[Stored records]
┄┄┄┄┄┄┄┄┄┄
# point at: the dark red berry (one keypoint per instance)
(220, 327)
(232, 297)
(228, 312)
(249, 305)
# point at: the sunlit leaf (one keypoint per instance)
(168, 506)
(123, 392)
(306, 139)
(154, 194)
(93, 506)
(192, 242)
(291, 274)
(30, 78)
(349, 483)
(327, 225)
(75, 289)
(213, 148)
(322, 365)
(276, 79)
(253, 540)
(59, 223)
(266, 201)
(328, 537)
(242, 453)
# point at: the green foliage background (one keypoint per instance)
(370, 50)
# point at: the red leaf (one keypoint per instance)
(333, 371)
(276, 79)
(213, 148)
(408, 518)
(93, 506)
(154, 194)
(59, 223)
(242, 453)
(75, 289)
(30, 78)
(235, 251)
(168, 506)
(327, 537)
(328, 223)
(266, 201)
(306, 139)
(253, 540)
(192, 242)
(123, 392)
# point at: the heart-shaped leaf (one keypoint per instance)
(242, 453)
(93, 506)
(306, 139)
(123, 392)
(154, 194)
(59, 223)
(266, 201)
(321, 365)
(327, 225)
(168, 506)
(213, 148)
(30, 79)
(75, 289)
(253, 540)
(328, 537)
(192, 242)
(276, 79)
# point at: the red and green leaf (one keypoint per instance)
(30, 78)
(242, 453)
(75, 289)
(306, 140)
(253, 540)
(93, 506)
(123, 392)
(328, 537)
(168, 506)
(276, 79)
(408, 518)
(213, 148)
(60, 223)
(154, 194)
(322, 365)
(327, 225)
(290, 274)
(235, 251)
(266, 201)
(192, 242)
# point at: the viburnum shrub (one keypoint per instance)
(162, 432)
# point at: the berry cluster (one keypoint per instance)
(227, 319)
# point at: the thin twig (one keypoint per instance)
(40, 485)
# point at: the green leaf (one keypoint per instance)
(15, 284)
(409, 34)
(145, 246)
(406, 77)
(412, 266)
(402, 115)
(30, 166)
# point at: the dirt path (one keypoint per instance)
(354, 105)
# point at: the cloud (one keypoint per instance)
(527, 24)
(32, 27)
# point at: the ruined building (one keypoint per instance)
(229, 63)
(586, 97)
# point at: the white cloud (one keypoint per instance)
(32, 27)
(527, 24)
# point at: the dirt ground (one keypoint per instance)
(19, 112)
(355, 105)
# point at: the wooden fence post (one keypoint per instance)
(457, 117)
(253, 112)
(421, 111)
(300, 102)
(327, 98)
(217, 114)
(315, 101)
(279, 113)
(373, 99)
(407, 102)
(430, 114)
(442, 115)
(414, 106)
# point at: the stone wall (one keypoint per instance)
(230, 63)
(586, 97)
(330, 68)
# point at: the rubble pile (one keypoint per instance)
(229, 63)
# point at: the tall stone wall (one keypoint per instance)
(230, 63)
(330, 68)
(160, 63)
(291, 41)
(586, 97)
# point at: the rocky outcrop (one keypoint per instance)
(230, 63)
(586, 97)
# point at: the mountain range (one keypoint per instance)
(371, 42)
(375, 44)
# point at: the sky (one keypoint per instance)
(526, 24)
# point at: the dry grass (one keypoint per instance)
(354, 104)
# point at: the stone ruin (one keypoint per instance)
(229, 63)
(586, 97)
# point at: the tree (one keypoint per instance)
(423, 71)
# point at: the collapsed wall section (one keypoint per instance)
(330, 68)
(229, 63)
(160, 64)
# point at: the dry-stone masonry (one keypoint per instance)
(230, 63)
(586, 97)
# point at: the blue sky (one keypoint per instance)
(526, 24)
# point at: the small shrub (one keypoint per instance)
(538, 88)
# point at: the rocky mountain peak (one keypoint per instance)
┄┄┄┄┄┄┄┄┄┄
Aim of the task
Your task is to retype the records precisely as they stand.

Response box
# point at: the dark red berry (one keypoint per instance)
(220, 327)
(232, 297)
(228, 312)
(249, 305)
# point at: the sunlit leaf (one keypoint per instance)
(168, 506)
(123, 392)
(306, 139)
(154, 194)
(93, 506)
(192, 242)
(291, 274)
(30, 78)
(349, 483)
(327, 225)
(75, 289)
(213, 148)
(322, 365)
(276, 79)
(253, 540)
(59, 223)
(266, 201)
(328, 537)
(242, 453)
# point at: the green foliage background (one keypoint per instance)
(370, 50)
# point at: the red leaf (one keypoint per instance)
(333, 371)
(276, 79)
(213, 148)
(408, 518)
(93, 506)
(154, 194)
(59, 223)
(242, 453)
(75, 289)
(30, 78)
(235, 251)
(168, 506)
(327, 537)
(328, 223)
(266, 201)
(306, 139)
(253, 540)
(192, 242)
(123, 392)
# point at: the heart-shaped leaf (one keypoint per instance)
(242, 453)
(93, 506)
(306, 139)
(123, 392)
(154, 194)
(59, 223)
(266, 201)
(321, 365)
(327, 225)
(168, 506)
(213, 148)
(30, 79)
(75, 289)
(253, 540)
(328, 537)
(192, 242)
(276, 79)
# point at: the red and green leaf (one keypoint per instance)
(30, 78)
(242, 453)
(75, 289)
(306, 140)
(253, 540)
(93, 506)
(123, 392)
(328, 537)
(168, 506)
(276, 79)
(408, 518)
(213, 148)
(60, 223)
(154, 194)
(322, 365)
(327, 225)
(290, 274)
(235, 251)
(266, 201)
(192, 242)
# point at: the viburnum shrub (one keypoint per instance)
(162, 432)
# point at: the berry cluster (one keypoint per instance)
(227, 319)
# point at: the thin twig (one keypoint per instance)
(40, 485)
# point at: the green leaf (one keypoint per instance)
(15, 284)
(409, 34)
(145, 246)
(406, 77)
(412, 266)
(402, 115)
(30, 166)
# point at: the dirt path (one keypoint per instance)
(354, 105)
# point at: the cloud (one keypoint per instance)
(527, 24)
(32, 27)
# point at: the ruined building (one keypoint per instance)
(229, 63)
(586, 97)
# point at: the white cloud (one keypoint per instance)
(32, 27)
(527, 24)
# point at: the dirt ground (one keypoint per instance)
(19, 112)
(355, 105)
# point at: the wooden fence post (one keypoint per instance)
(457, 117)
(253, 112)
(421, 111)
(300, 102)
(327, 98)
(217, 114)
(315, 101)
(279, 113)
(373, 99)
(407, 102)
(430, 114)
(442, 115)
(414, 106)
# point at: the stone wall (one keypoint per instance)
(230, 63)
(586, 97)
(330, 68)
# point at: the rubble pile (one keypoint per instance)
(229, 63)
# point at: the tall stone wall (one keypoint per instance)
(230, 63)
(330, 68)
(160, 63)
(291, 41)
(586, 97)
# point at: the rocky outcrop (one keypoint per instance)
(230, 63)
(586, 97)
# point at: the mountain range (one keypoint per instance)
(371, 42)
(375, 44)
# point at: the sky (one keypoint per instance)
(526, 24)
# point at: the dry grass (one keypoint per instance)
(354, 104)
# point at: the stone ruin (one keypoint per instance)
(229, 63)
(586, 97)
# point at: the tree (one keypoint per instance)
(423, 71)
# point at: the collapsed wall section (one keypoint per instance)
(330, 68)
(229, 63)
(160, 64)
# point at: the dry-stone masonry (one keypoint per instance)
(230, 63)
(586, 97)
# point at: the blue sky (one keypoint per instance)
(526, 24)
# point at: the small shrub (one keypoint per instance)
(538, 88)
# point at: the rocky mountain peak (one keypoint per instance)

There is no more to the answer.